**AIM OF THE TASK**
Write out the passage on Alexander Aikman in full, word for word.

Alexander Aikman (23 June 1755 – 6 July 1838) was a Scottish printer, newspaper publisher, planter, and member of Jamaica's House of Assembly. From 1805 to 1825, he was a member of the House of Assembly as the representative of Saint George parish.

==Early life==
He was born on 23 June 1755 at Barrowstounness (Bo'ness), County of Linlithgow (now part of Falkirk Council), Scotland. His parents Andrew Aikman (1723–1785) and Ann Hunter (1730–1759). Ann was the only child of William Hunter and Margaret Aynsley.

His older brother was William Aikman (1751–1784). William immigrated to the British Colony of Jamaica in 1775. There, he became involved in the printing business with David Douglass. William died childless at the age of 33.

His older sister was Marion Aikman (1753– ). Marion married Alexander Henderson in 1782 and raised their family in Scotland.

After his mother passed, his father married Janet Nimmo in 1766. Together they had three sons: (John, Andrew, and James) and two daughters (Janet and Mary), all of whom remained in Scotland.

**PROVIDED MATERIAL**
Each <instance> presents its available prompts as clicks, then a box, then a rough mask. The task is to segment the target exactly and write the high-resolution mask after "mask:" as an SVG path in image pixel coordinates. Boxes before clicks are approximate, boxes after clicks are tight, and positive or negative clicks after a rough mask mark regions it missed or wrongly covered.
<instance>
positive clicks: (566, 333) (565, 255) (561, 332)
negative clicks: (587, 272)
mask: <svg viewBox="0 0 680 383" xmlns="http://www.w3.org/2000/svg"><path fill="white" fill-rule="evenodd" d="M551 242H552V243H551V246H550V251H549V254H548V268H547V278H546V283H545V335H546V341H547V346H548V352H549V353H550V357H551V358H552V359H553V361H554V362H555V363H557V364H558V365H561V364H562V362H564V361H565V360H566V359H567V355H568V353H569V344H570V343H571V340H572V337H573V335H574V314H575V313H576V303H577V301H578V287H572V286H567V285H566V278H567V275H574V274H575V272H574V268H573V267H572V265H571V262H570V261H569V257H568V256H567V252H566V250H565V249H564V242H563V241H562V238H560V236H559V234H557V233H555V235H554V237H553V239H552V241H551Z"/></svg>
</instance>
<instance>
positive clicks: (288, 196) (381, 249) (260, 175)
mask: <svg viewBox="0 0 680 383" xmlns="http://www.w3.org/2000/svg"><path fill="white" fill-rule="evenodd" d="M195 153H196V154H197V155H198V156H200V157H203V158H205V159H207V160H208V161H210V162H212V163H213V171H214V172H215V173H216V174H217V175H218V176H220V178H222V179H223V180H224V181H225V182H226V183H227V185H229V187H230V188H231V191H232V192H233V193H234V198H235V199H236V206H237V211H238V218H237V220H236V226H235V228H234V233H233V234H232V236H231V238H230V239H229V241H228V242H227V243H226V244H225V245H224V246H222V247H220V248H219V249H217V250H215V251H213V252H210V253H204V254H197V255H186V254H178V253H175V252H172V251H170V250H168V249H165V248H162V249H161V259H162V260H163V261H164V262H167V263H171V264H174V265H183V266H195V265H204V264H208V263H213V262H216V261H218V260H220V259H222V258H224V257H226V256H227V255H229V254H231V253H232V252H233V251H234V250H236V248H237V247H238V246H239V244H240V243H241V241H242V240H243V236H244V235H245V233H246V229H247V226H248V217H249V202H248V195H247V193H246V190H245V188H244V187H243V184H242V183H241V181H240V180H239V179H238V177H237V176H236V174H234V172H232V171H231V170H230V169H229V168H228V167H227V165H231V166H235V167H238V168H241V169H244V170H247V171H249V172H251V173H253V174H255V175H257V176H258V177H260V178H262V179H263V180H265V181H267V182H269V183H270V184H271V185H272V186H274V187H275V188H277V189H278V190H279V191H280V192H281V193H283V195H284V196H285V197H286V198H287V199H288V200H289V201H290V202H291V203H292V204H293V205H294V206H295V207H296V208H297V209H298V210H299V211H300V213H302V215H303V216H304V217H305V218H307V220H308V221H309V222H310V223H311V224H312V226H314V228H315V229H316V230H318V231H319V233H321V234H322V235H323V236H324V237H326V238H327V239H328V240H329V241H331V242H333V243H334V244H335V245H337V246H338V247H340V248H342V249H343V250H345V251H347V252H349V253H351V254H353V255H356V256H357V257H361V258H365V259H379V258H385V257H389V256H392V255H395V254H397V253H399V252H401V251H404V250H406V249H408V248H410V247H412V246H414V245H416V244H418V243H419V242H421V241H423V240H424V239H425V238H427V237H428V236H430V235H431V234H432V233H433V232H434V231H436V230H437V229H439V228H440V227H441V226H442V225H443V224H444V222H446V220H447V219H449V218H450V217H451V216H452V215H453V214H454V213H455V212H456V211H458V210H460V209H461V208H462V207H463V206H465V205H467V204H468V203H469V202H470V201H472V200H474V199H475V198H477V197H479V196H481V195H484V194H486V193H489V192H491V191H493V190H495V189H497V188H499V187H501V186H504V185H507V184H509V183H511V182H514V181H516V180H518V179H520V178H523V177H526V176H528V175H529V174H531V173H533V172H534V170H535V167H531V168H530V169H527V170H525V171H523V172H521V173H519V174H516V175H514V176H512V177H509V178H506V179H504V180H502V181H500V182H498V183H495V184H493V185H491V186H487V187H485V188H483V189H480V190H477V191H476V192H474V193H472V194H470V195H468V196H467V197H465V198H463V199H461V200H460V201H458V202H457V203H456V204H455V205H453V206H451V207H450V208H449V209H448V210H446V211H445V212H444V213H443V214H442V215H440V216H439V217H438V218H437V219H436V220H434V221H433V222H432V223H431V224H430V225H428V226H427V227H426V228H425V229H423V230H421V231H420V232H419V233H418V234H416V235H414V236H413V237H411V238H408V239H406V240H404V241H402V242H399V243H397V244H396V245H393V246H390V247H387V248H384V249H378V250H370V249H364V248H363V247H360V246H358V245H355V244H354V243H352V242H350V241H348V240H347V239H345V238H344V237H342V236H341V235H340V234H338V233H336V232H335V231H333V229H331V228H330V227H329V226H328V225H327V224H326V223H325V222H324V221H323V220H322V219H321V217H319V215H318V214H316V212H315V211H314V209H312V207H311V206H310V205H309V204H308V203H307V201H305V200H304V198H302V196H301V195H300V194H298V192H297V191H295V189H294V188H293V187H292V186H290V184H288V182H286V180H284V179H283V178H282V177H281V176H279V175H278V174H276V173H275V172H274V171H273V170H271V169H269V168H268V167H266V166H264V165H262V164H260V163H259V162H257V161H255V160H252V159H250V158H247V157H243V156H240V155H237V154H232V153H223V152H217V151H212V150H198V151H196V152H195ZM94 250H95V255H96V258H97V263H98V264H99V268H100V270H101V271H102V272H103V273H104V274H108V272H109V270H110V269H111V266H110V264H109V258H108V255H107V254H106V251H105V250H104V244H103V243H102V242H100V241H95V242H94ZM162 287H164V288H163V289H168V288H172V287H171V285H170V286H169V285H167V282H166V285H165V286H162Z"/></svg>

**TASK OUTPUT**
Alexander Aikman (23 June 1755 – 6 July 1838) was a Scottish printer, newspaper publisher, planter, and member of Jamaica's House of Assembly. From 1805 to 1825, he was a member of the House of Assembly as the representative of Saint George parish.

==Early life==
He was born on 23 June 1755 at Barrowstounness (Bo'ness), County of Linlithgow (now part of Falkirk Council), Scotland. His parents Andrew Aikman (1723–1785) and Ann Hunter (1730–1759). Ann was the only child of William Hunter and Margaret Aynsley.

His older brother was William Aikman (1751–1784). William immigrated to the British Colony of Jamaica in 1775. There, he became involved in the printing business with David Douglass. William died childless at the age of 33.

His older sister was Marion Aikman (1753– ). Marion married Alexander Henderson in 1782 and raised their family in Scotland.

After his mother passed, his father married Janet Nimmo in 1766. Together they had three sons: (John, Andrew, and James) and two daughters (Janet and Mary), all of whom remained in Scotland.